** THE DATA **
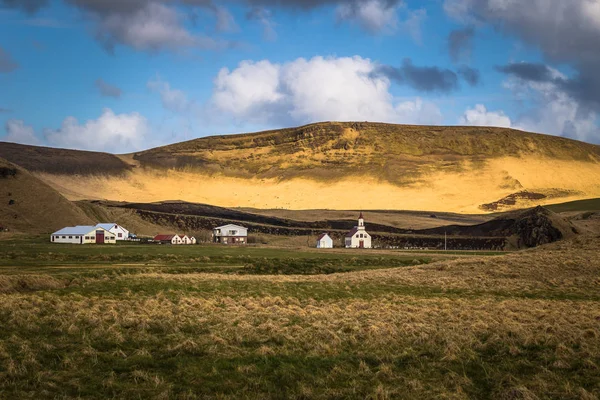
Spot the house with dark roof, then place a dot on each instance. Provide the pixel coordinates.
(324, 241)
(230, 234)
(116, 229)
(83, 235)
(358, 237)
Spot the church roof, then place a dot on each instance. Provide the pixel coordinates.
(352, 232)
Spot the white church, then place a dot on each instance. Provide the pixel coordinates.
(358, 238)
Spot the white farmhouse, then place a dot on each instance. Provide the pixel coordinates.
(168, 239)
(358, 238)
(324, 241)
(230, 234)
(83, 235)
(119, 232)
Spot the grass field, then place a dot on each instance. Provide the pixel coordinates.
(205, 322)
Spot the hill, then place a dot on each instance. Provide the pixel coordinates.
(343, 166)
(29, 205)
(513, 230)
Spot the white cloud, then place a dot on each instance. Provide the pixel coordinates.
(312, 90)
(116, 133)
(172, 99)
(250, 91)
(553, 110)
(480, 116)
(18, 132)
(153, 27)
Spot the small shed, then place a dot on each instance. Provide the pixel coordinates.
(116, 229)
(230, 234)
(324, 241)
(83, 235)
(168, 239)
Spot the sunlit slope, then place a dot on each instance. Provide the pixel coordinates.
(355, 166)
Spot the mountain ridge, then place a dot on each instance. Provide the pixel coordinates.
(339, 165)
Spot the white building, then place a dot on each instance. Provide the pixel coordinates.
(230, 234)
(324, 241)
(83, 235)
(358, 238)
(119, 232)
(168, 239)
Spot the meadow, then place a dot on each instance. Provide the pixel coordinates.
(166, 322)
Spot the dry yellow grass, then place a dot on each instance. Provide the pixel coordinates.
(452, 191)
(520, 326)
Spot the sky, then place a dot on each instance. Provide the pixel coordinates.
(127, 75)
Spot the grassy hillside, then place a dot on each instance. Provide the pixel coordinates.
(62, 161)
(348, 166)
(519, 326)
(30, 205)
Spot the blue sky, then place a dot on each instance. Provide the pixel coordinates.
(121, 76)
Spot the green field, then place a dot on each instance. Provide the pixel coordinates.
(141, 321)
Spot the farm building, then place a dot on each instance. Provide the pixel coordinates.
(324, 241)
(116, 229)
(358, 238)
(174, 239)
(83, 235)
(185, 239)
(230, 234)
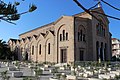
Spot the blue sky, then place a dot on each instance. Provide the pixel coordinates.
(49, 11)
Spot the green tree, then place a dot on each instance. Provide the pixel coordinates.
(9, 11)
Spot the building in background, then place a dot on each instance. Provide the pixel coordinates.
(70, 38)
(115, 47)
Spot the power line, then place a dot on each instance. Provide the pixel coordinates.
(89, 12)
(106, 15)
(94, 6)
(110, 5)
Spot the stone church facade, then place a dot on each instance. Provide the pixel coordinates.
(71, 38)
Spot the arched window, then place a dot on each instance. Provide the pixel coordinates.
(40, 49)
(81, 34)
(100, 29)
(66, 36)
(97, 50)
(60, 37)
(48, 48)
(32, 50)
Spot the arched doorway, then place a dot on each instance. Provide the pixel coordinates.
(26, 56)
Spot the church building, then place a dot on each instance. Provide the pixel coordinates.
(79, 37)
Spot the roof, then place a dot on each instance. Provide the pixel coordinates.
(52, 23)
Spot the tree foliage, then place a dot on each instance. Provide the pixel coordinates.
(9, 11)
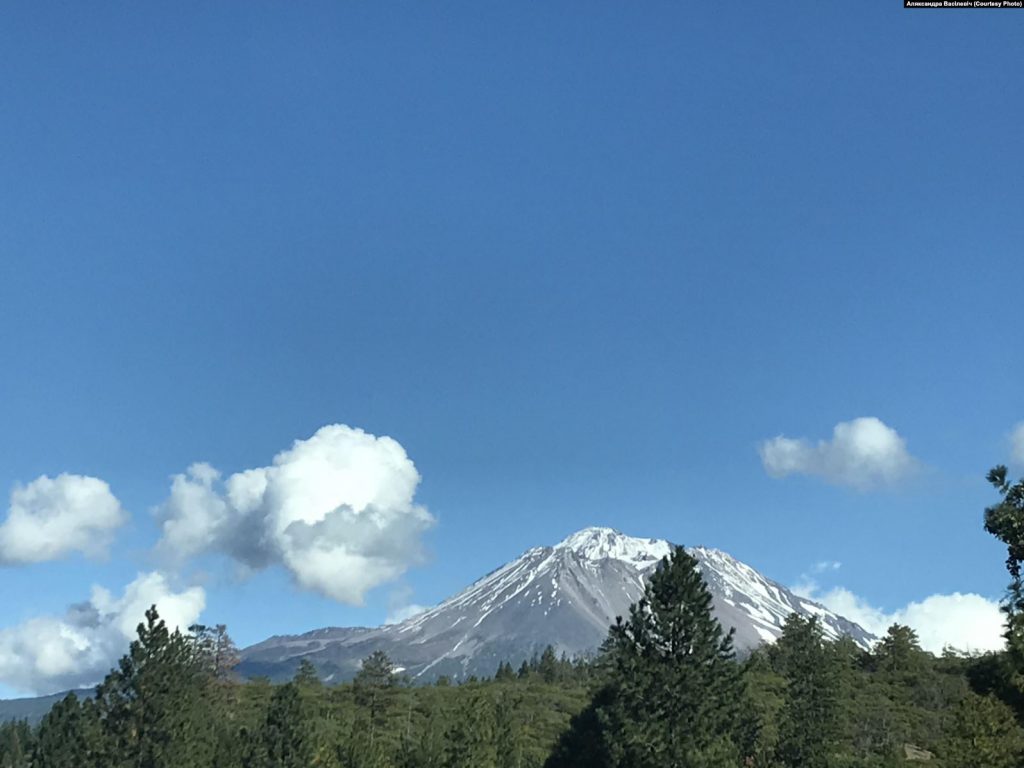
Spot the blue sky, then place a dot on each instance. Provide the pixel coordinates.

** WRITTEN REQUEST **
Look above for the line containing "Spot the arched doorway, then"; output that line and all lines after it through the last one exactly, without the pictures.

** RESULT **
Spot the arched doorway, then place a dot on each instance. Provide the pixel coordinates.
(26, 56)
Spot the church building, then place a dot on each instance. Provide the pixel coordinates.
(79, 37)
Spot the roof, then place a dot on each instance. Provide the pixel coordinates.
(52, 23)
Spot the tree foliage, then place a dot on each instance. Provide the pixel coordinates.
(9, 11)
Spot the blue sky, then place a dot on each instance. Provide the pixel coordinates.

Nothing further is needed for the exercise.